◆ Aufgaben:
1 - Fasse den Text über Bouldern als Angebot für Jugendliche in zwei Sätzen zusammen.
2 - In welchem Bereich liegen laut dem Text über Bouldern für Jugendliche die Hürden?
3 - Schreibe den Text über Bouldern als Angebot für Jugendliche im Anschluss an seinen letzten Satz weiter.

◆ Seitentext:
Einer breiteren Partizipation junger Menschen stehen die aktuellen Strukturen beim Bouldern entgegen. Sport als zivilgesellschaftlicher Akteur lässt sich, wenn überhaupt, im verband- und vereinsgesteuerten Sport identifizieren (Braun 2011, S. 117). Hier besteht, gesamtgesellschaftlich und über das Bouldern hinaus, Nachholbedarf. Eine Teilhabe für mehr Jugendliche ist also erst dann realistisch, wenn sich die Strukturen diesbezüglich geändert beziehungsweise geöffnet haben.

Sowohl der Gewinn als auch die Hürden für den Bouldersport als Angebot für Jugendliche lassen sich kurz zusammenfassen (Tab. 1). Hierbei zeigt sich, dass die Vorteile im Bouldern selbst liegen, die Hürden im organisatorisch-strukturellen Bereich.

◆ Auszüge aus Datensätzen:
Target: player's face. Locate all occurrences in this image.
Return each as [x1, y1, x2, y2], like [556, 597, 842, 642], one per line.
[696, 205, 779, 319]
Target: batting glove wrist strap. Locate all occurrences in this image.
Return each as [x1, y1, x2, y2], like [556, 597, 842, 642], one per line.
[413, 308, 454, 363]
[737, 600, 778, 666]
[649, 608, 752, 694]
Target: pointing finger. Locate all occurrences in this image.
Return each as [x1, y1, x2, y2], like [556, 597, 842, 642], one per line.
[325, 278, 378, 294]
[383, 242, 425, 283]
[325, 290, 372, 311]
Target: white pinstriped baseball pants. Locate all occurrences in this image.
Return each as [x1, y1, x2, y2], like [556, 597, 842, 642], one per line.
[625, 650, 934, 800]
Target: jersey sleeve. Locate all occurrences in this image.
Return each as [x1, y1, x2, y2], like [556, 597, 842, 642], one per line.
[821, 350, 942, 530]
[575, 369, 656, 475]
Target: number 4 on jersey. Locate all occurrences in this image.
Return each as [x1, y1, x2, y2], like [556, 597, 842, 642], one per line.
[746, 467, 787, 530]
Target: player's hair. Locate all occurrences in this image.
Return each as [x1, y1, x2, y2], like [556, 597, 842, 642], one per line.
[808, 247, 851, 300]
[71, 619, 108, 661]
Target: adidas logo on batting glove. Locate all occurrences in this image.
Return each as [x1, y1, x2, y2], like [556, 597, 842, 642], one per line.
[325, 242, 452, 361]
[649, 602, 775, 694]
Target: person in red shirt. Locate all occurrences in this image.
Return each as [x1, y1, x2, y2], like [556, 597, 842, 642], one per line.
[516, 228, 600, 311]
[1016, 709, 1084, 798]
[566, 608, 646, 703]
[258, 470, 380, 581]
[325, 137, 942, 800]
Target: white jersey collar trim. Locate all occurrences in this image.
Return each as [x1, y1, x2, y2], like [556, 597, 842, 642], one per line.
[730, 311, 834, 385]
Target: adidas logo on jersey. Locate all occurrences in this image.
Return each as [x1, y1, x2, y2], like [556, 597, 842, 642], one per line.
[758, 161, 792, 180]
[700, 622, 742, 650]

◆ Lösungen:
1 - Die aktuellen Strukturen beim Bouldern stehen einer breiteren Teilhabe junger Menschen entgegen, sodass mehr Jugendliche erst teilhaben können, wenn sich diese Strukturen geändert oder geöffnet haben. Die Vorteile des Bouldersports für Jugendliche liegen im Bouldern selbst, die Hürden dagegen im organisatorisch-strukturellen Bereich.

2 - Die Hürden liegen im organisatorisch-strukturellen Bereich.

3 -
Tab. 1 Eignung und Hindernisse des Bouldersports als Angebot für Jugendliche

Die Boulderhallen blieben im langen Lockdown im Winter 2020/21, der Hochsaison des Indoor-Sports fast ein halbes Jahr geschlossen. Vielen Betreiber*innen sicherten die staatlichen Hilfen das Überleben, doch der ohnehin lose Kontakt zu den Kindern und Jugendlichen riss leider oftmals ab.

Viele Betreiber*innen gaben an, dass sie die Kindergruppen oftmals frühzeitiger schließen mussten als das freie Bouldern. Die Anzahl der Personen, die pro Flächeneinheit noch zugelassen waren, machte dies notwendig. Die oftmals neuen Kinder- und Jugendgruppen hätten sich noch nicht so fest etabliert, dass sie nach den Schließungen wieder mit einem Großteil der Mitglieder starten konnten. Die vielerorts auf die Wiederöffnungen folgenden Sommerferien und die geringere Attraktivität von Indoor-Sport im Sommer kamen erschwerend hinzu.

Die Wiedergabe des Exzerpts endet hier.